# РАБОЧЕЕ ЗАДАНИЕ:
Перепишите дословно часть текста о принципах правильного права у Штаммлера от «По мысли Штаммлера, изложенные» до «[17. С. 102].».

# ФРАГМЕНТ ИСТОЧНИКА:
◇ ◇ ◇ ◇ ◇

Здесь Штаммлер снова поясняет, что никто не должен иметь только обязанности, но каждый должен быть обеспечен такими правами, которые избавили его от одинокой борьбы за существование. Смысл общества ученый видит во взаимовыгодном сотрудничестве, позволяющем каждому реа-лизовывать свои интересы и быть более успешным в вопросе выживания: отсутствие взаимной выгоды противоречит идее права [21. С. 196]. Или, как лаконично комментирует И. Покровский, требование социального идеала состоит в том, что «общество должно обеспечивать каждому индивиду лучшее осуществление его целей, чем это было возможно для него вне общества» [7. С. 157].
Сказанное не означает, что индивид не может быть понужден к каким-либо жертвам, в том числе и к жертве самим собой. Каждый обязан вносить свой вклад в общее дело, а этим общим делом
2016. Т. 26, вып. 1 ЭКОНОМИКА И ПРАВО
может оказаться и война, если только она не является следствием произвола правителя или иных лиц [21. С. 285].
По мысли Штаммлера, изложенные принципы правильного права являются не правовыми нормами, а методическими директивами для их оценки, что отличает указанные положения от тех «основных прав», которые содержатся в декларациях, конституциях и международных документах, и всегда ограничены в своем предмете [17. С. 102].
Комментируя предложенные принципы правильного права, Штаммлер сравнивает их с широко известным определением права у Канта («совокупность условий, при которых произвол одного лица совместим с произволом другого с точки зрения всеобщего закона свободы»). По мнению Штаммле-ра, ошибка Канта заключается в том, что он пытался установить одновременно и понятие, и правильное содержание права. В целом определение права Канта может быть включено в вышеизложенные принципы уважения, но лишь косвенно - в принципы участия [21. С. 210]. Заметим, что оно еще не раскрывает суть самого «всеобщего закона свободы», для чего и нужны предлагаемые Штаммлером принципы участия.

◇ ◇ ◇ ◇ ◇

# ПРЕДОСТАВЛЕННЫЙ МАТЕРИАЛ:
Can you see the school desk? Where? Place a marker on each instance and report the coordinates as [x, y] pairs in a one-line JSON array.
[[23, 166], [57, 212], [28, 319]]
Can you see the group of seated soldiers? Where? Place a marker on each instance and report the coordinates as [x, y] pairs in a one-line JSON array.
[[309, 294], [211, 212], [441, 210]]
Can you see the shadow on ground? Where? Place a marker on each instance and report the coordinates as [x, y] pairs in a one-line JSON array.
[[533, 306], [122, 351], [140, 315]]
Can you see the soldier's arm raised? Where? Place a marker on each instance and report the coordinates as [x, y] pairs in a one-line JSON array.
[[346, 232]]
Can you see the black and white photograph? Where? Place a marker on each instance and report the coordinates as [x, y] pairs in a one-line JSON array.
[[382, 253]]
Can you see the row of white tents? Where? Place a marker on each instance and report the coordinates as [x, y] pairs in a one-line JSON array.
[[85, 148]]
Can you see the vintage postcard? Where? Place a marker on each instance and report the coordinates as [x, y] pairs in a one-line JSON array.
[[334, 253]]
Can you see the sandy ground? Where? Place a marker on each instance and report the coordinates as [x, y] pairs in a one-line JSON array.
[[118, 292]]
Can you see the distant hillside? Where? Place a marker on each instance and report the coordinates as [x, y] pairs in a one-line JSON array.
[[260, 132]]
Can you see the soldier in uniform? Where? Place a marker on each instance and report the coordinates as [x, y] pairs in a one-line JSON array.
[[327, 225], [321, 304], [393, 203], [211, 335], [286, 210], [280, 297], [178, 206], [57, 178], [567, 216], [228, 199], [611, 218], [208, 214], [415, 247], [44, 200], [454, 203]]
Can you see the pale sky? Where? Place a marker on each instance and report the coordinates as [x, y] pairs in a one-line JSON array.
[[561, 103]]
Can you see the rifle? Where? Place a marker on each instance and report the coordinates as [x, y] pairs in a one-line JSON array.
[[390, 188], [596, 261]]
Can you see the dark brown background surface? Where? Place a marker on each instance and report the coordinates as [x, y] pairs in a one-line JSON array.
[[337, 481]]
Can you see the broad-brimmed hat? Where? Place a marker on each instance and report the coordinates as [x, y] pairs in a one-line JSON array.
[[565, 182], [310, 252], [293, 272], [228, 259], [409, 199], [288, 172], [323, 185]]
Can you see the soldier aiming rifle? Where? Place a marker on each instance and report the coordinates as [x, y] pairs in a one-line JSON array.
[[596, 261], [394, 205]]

◇ ◇ ◇ ◇ ◇

# РЕЗУЛЬТАТ НИЖЕ:
По мысли Штаммлера, изложенные принципы правильного права являются не правовыми нормами, а методическими директивами для их оценки, что отличает указанные положения от тех «основных прав», которые содержатся в декларациях, конституциях и международных документах, и всегда ограничены в своем предмете [17. С. 102].